---- TEXTE FOURNI

26.7.16

Analyse 9 (2016) : Dans les entrailles du coup d'Etat avorté en Turquie

Paix et Justice au Moyen-Orient

STRASBOURG, le 26  juillet 2016

               
                           
                  Dans les entrailles du coup d'Etat avorté 
                   des 15-16 juillet en Turquie

                              Vers la république islamique de Turquie ?

37 ans après la victoire de la révolution islamique d'Iran en février 1979 ( dont se moquèrent des Turcs kémalistes et des «Turcs blancs», l'élite occidentalisée), assistons-nous à la naissance de la "république islamique de Turquie" ?
Un retour sur l'histoire du pays montre que l'empire ottoman s'est constitué en 1299. Il atteint son apogée au XVIe siècle sous le règne de Soliman le Magnifique. L'empire décline à partir du XVIIe siècle. En 1913, la défaite de la première guerre balkanique amène les Jeunes-Turcs (Parti Union et Progrès) au pouvoir de l'empire. Celui-ci est démantelé en 1920 après le traité de Sèvres.
Le 9 septembre 1923, le parti unique Cumhuriyet Halk Partisi (Parti républicain du peuple) est créé. C'est le début des réformes kémalistes. Le 29 octobre 1923, la Grande Assemblée nationale de Turquie proclame la République et Mustafa Kemal Pacha (Atatürk) devient le premier président de la République. Le califat, instauré à la fin du XIIIe siècle, est donc aboli après sept siècles d'existence !
Pendant ces 7 siècles, la charia sert de loi fondamentale dans un empire sectaire et discriminatoire, avec son lot de restrictions, d'interdits, de misogynie et d'exclusions en tout genre. La femme compte pour la moitié de l'homme, la polygamie est autorisée, l'adultère est passible de lapidation. L'inégalité sociale est érigée en loi "naturelle", le voleur amputé des doigts ou des mains, car il serait  «né» criminel. Le sort des homosexuels ou des lesbiennes n'est pas meilleur; ils continuent à souffrir .
Les citoyens de confessions autres que musulmane comptent comme des êtres inférieurs et paient un impôt. C'est ainsi que «Slaves, Grecs ou Arméniens, pauvres et démunis, se convertissent à l'islam pour ne pas payer le haraç (impôt prélevé sur les non-musulmans) et deviennent ottomans.»

--------
---- DONNÉES EXTRAITES

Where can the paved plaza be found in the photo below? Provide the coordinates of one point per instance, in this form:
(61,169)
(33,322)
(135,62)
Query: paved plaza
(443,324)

--------

OBJECTIF VISÉ: Indiquez par oui ou par non si chaque affirmation concorde avec le texte fourni, en citant mot pour mot le passage qui tranche. (a) L'empire ottoman atteint son apogée au XVIIe siècle. (b) La République est proclamée le 29 octobre 1923. (c) Le Parti républicain du peuple est créé après la proclamation de la République.

SOLUTION PROPOSÉE:
(a) Non : « Il atteint son apogée au XVIe siècle sous le règne de Soliman le Magnifique. L'empire décline à partir du XVIIe siècle. »
(b) Oui : « Le 29 octobre 1923, la Grande Assemblée nationale de Turquie proclame la République »
(c) Non : « Le 9 septembre 1923, le parti unique Cumhuriyet Halk Partisi (Parti républicain du peuple) est créé. »